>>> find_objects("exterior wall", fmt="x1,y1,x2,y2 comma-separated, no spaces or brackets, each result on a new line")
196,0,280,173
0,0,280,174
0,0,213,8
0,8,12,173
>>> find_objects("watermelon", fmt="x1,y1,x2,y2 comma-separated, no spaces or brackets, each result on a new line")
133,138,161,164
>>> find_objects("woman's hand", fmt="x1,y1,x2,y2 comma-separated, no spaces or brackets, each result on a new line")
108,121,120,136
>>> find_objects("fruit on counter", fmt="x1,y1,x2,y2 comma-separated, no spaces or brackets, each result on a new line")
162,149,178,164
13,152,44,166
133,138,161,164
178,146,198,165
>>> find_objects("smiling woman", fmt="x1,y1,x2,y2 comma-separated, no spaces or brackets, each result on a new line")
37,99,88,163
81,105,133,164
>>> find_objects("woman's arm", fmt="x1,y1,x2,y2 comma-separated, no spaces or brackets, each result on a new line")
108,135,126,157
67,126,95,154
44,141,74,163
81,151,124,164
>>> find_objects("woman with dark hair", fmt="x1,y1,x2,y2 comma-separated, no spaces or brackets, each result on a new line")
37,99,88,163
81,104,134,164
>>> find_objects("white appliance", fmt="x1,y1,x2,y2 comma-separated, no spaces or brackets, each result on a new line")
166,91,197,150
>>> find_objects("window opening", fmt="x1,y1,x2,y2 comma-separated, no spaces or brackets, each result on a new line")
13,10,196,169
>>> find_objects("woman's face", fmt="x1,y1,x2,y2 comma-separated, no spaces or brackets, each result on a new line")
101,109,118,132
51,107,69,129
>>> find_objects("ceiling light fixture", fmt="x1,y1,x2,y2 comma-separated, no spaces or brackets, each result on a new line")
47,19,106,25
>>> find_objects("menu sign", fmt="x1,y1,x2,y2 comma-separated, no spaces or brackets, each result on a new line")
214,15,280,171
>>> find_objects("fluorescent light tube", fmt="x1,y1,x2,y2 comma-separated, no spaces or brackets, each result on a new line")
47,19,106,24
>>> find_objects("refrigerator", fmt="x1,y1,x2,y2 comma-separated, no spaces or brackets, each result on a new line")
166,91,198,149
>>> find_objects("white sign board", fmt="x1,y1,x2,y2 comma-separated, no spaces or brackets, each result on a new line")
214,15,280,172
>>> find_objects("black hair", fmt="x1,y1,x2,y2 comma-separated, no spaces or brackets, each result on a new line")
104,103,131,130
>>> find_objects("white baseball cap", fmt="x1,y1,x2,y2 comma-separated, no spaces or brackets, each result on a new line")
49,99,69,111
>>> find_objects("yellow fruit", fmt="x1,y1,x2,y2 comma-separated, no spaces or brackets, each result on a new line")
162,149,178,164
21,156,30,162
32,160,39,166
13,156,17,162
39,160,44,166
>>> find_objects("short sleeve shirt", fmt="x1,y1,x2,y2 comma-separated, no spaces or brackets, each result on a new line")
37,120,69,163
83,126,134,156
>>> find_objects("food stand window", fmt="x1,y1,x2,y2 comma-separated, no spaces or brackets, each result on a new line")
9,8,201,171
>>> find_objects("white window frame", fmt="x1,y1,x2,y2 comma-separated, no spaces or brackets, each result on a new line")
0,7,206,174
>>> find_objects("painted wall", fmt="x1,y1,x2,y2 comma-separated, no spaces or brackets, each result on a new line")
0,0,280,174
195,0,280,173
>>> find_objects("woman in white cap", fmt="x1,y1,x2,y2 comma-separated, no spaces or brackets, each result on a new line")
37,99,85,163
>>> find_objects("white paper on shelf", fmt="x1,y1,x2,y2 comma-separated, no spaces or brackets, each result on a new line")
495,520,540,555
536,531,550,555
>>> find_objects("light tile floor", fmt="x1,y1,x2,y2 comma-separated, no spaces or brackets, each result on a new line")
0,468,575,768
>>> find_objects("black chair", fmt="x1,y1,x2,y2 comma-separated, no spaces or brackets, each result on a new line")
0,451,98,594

------

### AIM OF THE EXERCISE
Copy out every line of the data above, unchanged and in the same order.

### THE OUTPUT
>>> find_objects("exterior wall", fmt="x1,y1,x2,y2 comma-separated, no spaces or brackets, each result on a new line")
196,0,280,173
0,0,280,174
0,0,213,8
0,8,12,173
>>> find_objects("watermelon", fmt="x1,y1,x2,y2 comma-separated, no spaces or brackets, each result on a new line")
133,138,161,164
>>> find_objects("woman's hand", fmt="x1,y1,x2,y2 comma-separated, no spaces or brackets, each result on a new line")
108,121,120,136
>>> find_objects("fruit on counter", fmt="x1,y1,x2,y2 comma-separated, no spaces or brackets, each result on a new line")
162,149,178,164
13,152,44,166
133,138,161,164
178,146,198,165
>>> find_objects("smiling woman", fmt="x1,y1,x2,y2 comma-separated, no spaces or brackets, each result on a new line")
37,99,88,163
81,105,133,164
>>> find_objects("woman's arm", fmt="x1,y1,x2,y2 comma-separated, no spaces or brackets, each result on a new line")
108,135,126,157
67,126,95,154
44,141,74,163
81,151,124,164
>>> find_objects("woman with dark hair", fmt="x1,y1,x2,y2 comma-separated, no spaces or brackets, each result on a new line")
37,99,88,163
81,104,134,164
>>> find_objects("white appliance", fmt="x1,y1,x2,y2 comma-separated, no spaces or brackets, each result on a new line")
166,91,197,150
>>> find_objects("window opening", fmt="x1,y1,x2,y2 comma-separated, no spaces or brackets, each result on a new line")
13,10,196,169
>>> find_objects("woman's face", fmt="x1,y1,x2,y2 comma-separated, no spaces or brackets, each result on a new line")
101,109,118,132
51,107,69,129
>>> find_objects("ceiling light fixture", fmt="x1,y1,x2,y2 comma-separated, no spaces or brackets, each result on a new line")
47,19,106,25
>>> find_objects("menu sign", fmt="x1,y1,x2,y2 comma-separated, no spaces or brackets, each result on a new line")
214,15,280,171
>>> find_objects("fluorescent light tube", fmt="x1,y1,x2,y2 comma-separated, no spaces or brackets, each result on a new line")
47,19,106,24
>>> find_objects("refrigerator", fmt="x1,y1,x2,y2 comma-separated, no spaces or brackets, each result on a new line")
166,91,198,149
>>> find_objects("white sign board", fmt="x1,y1,x2,y2 comma-separated, no spaces or brackets, each result on a new line")
214,15,280,172
>>> find_objects("black hair", fmt="x1,y1,x2,y2 comma-separated, no spaces or brackets, each result on a new line")
104,103,131,130
>>> find_objects("white baseball cap", fmt="x1,y1,x2,y2 comma-separated, no spaces or brackets, each result on a new line")
49,99,69,111
>>> find_objects("yellow fruit", fmt="x1,y1,x2,y2 comma-separated, no spaces or brackets, each result on a new line")
162,149,178,164
21,156,30,162
32,160,39,166
13,156,17,162
39,160,44,166
>>> find_objects("short sleeve shirt", fmt="x1,y1,x2,y2 comma-separated, no spaces or brackets, each result on a new line")
37,120,69,163
83,126,134,156
>>> find_objects("food stand window", fmt="x1,y1,x2,y2 comma-separated, no spaces or brackets, each result on a new line")
9,8,201,171
>>> find_objects("white window frame", fmt="x1,y1,x2,y2 comma-separated, no spaces or brackets, each result on a new line")
0,7,206,174
>>> find_objects("painted wall", fmt="x1,y1,x2,y2 comma-separated, no spaces or brackets, each result on a new line")
0,0,280,174
195,0,280,173
>>> find_objects("woman in white cap", fmt="x1,y1,x2,y2 comma-separated, no spaces or brackets, each result on a new line")
37,99,85,163
>>> find_objects("white paper on shelf", fmt="x1,y1,x2,y2 comma-separated, no spaces or brackets, each result on a new line")
495,520,540,555
536,531,550,555
>>> find_objects("light tile floor", fmt="x1,y1,x2,y2 comma-separated, no spaces or brackets, each result on a new line")
0,468,575,768
>>> find_objects("black chair", fmt="x1,y1,x2,y2 comma-separated, no spaces or brackets, each result on a new line")
0,451,98,594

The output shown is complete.